--- start ---

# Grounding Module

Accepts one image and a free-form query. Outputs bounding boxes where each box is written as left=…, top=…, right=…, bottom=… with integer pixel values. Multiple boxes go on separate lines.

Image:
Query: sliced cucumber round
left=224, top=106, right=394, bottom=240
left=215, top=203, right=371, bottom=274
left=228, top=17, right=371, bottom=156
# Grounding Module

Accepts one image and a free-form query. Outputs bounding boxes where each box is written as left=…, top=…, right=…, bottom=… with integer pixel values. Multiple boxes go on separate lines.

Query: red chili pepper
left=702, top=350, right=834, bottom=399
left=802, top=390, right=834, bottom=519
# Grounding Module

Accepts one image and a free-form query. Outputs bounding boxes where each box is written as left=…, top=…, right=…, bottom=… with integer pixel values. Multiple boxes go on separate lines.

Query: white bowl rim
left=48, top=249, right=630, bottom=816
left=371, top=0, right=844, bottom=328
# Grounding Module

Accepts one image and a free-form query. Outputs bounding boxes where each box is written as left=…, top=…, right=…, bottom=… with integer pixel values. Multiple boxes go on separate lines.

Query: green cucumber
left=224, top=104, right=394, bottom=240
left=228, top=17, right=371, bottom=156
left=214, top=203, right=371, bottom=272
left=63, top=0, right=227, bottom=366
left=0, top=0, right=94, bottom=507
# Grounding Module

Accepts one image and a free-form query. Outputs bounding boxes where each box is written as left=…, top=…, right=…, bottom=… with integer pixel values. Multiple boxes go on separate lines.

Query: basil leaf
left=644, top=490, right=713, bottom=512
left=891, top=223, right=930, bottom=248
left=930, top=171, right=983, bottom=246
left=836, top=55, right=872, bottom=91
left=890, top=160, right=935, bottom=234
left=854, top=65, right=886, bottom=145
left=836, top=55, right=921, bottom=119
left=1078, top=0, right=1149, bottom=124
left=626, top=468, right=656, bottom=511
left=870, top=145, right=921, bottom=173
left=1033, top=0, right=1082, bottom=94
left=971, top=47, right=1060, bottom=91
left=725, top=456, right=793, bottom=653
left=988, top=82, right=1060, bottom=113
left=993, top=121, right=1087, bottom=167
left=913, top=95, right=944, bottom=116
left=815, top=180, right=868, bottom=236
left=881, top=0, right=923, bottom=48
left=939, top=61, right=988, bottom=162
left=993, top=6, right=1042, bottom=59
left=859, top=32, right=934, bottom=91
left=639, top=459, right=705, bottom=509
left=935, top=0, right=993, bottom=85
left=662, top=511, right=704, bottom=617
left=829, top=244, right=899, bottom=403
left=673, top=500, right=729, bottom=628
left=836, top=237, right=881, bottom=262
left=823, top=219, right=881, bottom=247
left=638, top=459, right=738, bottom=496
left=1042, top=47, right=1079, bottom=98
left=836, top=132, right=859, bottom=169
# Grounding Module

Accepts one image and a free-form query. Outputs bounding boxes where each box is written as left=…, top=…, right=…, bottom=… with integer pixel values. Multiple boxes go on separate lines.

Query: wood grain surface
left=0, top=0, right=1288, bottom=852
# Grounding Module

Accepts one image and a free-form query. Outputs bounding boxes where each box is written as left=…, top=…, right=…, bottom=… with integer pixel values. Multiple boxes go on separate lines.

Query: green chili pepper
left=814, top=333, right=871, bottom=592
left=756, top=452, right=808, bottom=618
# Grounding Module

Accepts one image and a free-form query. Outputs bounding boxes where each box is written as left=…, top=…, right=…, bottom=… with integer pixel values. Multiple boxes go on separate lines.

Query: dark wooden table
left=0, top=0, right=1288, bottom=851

--- end ---

● TASK STATEMENT: Copy out the lines from the very beginning of the rows through the line containing "Query: sliced cucumber round", putting "whole-number pixel values" in place of "integer pixel values" and keeping everything else the same.

● REPLY:
# Grounding Module

Accepts one image and a free-form query. Outputs bounding boxes where each box is written as left=…, top=…, right=…, bottom=… with whole-number pixel values. Multiple boxes go on separate lines.

Image:
Query: sliced cucumber round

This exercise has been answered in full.